** SUPPLIED TEXT follows **

Bankruptcy has often been considered to be the ultimate shame and crowning mark of failure. Yet for millions of people out of their financial depth, bankruptcy should actually represent a path out of a financial nightmare. Bankruptcy is not reserved for deadbeats, failures, or losers. Instead, it is for honest individuals who realize that the only way out is starting over.
There are so many paths into financial distress. An unexpected medical emergency, job loss, divorce, car accident, or even identity theft can ruin the finances of otherwise financially savvy individuals. Then there are credit cards – the average American has $15,799 in credit card debt according to CreditCards.com, and this debt is often topped with an average of $24,000 in student loans and more than $100,000 in mortgage debt. Add in car payments, insurance premiums, and basic living costs for a truly frightening picture of the average household balance sheet. After careful consideration, bankruptcy could offer a chance to be free of crippling debt obligations and start over with a life lesson learned. Though often classified as an extreme measure, by understanding bankruptcy, it is possible to determine if it is actually a viable option for you.
Who Is Bankruptcy Good For?
Bankruptcy may be an option (albeit extreme) for individuals or families who are living within their means but unable to keep up on debt. Before you consider bankruptcy, you should try to see if there are ways to to renegotiate your debt, either through credit counseling or debt reduction programs offered by such people as Dave Ramsey or Gary North. Bankruptcies will make it difficult, if not impossible, to take out new debt for seven years after a filing, so if you think you’ll want to borrow money in the future for a car or house, you may want to consider other alternatives. You are going to have to learn to be able to live on your current income before you hit the bankruptcy reset button. It is not meant to be pressed continually, and if bad choices have brought you to this place financially, you’ll need to learn how to avoid them in the future.
What Does Bankruptcy Really Do?
Bankruptcy functions as a stop and restart button on consumer debts. This includes credit card debt, car payments, mortgages, and other common forms of personal debt. By filing bankruptcy, you are essentially ending your relationships with your creditors, making it so they no longer chase you for payments and you no longer use them for new debts.
Bankruptcy does not put your name in the paper or ruin your ability to get another job. It is not a condemnation of you as a person. Instead, it is a private financial decision that can be used strategically as a way to take control of your life and your family’s future. Like any business, bankruptcy is a chance for restructuring and renewal of your situation.
You Don’t Lose Everything in Bankruptcy!
Many people mistakenly think that bankruptcy means that you lose everything. This is not true! A number of personal assets are protected in bankruptcy court, including furniture, retirement accounts, inexpensive vehicles, and basic homes. The exact protections vary slightly between states and in federal courts, so be sure to check the rules in your area.
At a federal level, it is extremely important to note that retirement accounts are nationally protected up to $1,171,650 per a 2005 Supreme Court ruling. This includes 401(k) accounts, pensions, disability, IRAs, and Social Security. For this reason, many lawyers say the worst thing you can do when you’re in debt is borrow from your retirement accounts to pay down creditors – that money is protected from seizure in a bankruptcy, so giving it up voluntarily often amounts to personal financial suicide.
Costs vs. Benefits of Bankruptcy
Discounting the emotional experience of bankruptcy, there are hard costs of bankruptcy that should be weighed against the potential benefits. For example, filing bankruptcy costs $2,500 on average nationally. Thus, you want to be sure you will receive more than $2,500 in debt relief by filing.
Student loan debt is generally not possible to discharge in bankruptcy except in very limited circumstances, so if this is your primary form of debt, bankruptcy is not particularly useful. On the other hand, medical debt and credit card debt can be removed through bankruptcy, making this a major freedom tool if you carry high levels of unsecured debts like these.
Bankruptcy is a tool that can be used to set you and your family free from high levels of debt. While it can be an intense emotional experience, weighing out the hard numbers can prove that it is the right choice for your present situation. Instead of struggling indefinitely and being a prisoner of debt forever, put aside any imagined stigmas for bankruptcy and take a second look at this potential path to reclaiming your financial freedom.

** End of SUPPLIED TEXT **

— LIST OF TASKS —
• A. Return the bankruptcy article's text from "Bankruptcy does not" to "of your situation." without any changes.
• B. According to the bankruptcy article, what is the average national cost of filing bankruptcy?
• C. Using the bankruptcy article, decide whether each statement agrees with it. Answer yes or no for each and quote the deciding words. (i) Student loan debt can usually be discharged in bankruptcy. (ii) Filing bankruptcy puts your name in the paper. (iii) At the federal level, retirement accounts are protected up to $1,171,650.

** ENTRIES SUPPLIED follows **

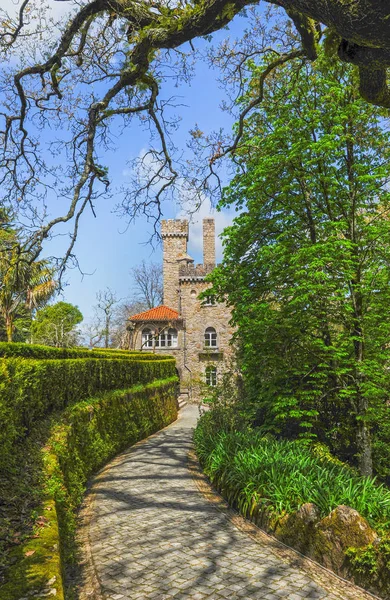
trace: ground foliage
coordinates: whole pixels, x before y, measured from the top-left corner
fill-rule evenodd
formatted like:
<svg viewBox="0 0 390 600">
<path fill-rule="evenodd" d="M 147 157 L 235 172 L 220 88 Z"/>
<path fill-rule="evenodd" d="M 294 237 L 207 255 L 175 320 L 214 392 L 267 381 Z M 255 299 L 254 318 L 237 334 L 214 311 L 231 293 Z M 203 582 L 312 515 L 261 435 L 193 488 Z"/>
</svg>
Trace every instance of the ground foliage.
<svg viewBox="0 0 390 600">
<path fill-rule="evenodd" d="M 326 555 L 330 559 L 340 554 L 344 544 L 339 557 L 342 572 L 336 572 L 387 598 L 390 591 L 388 488 L 372 478 L 361 477 L 320 444 L 308 447 L 298 440 L 263 435 L 258 429 L 239 430 L 234 415 L 226 404 L 217 402 L 211 412 L 201 417 L 194 433 L 200 463 L 229 504 L 317 561 L 323 561 Z M 304 504 L 313 509 L 312 516 L 315 514 L 322 535 L 318 536 L 319 530 L 312 521 L 298 517 Z M 359 539 L 362 541 L 359 533 L 354 537 L 354 528 L 349 530 L 345 523 L 343 526 L 339 522 L 337 529 L 332 529 L 336 511 L 332 514 L 331 511 L 338 506 L 343 508 L 342 505 L 358 511 L 374 528 L 378 535 L 372 531 L 372 543 L 359 545 Z M 361 525 L 361 517 L 357 517 L 357 532 Z"/>
<path fill-rule="evenodd" d="M 315 504 L 321 517 L 339 505 L 357 510 L 381 531 L 390 527 L 390 491 L 371 478 L 298 441 L 258 430 L 216 429 L 212 413 L 195 431 L 199 460 L 229 503 L 245 515 L 259 508 L 276 516 Z"/>
<path fill-rule="evenodd" d="M 225 191 L 242 212 L 212 281 L 256 425 L 318 438 L 365 474 L 373 449 L 388 476 L 389 133 L 355 78 L 324 54 L 274 73 Z"/>
</svg>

** End of ENTRIES SUPPLIED **

— SOLVED PROBLEMS —
• A.
Bankruptcy does not put your name in the paper or ruin your ability to get another job. It is not a condemnation of you as a person. Instead, it is a private financial decision that can be used strategically as a way to take control of your life and your family’s future. Like any business, bankruptcy is a chance for restructuring and renewal of your situation.

• B. $2,500

• C.
(i) No: "Student loan debt is generally not possible to discharge in bankruptcy except in very limited circumstances"
(ii) No: "Bankruptcy does not put your name in the paper or ruin your ability to get another job."
(iii) Yes: "retirement accounts are nationally protected up to $1,171,650 per a 2005 Supreme Court ruling"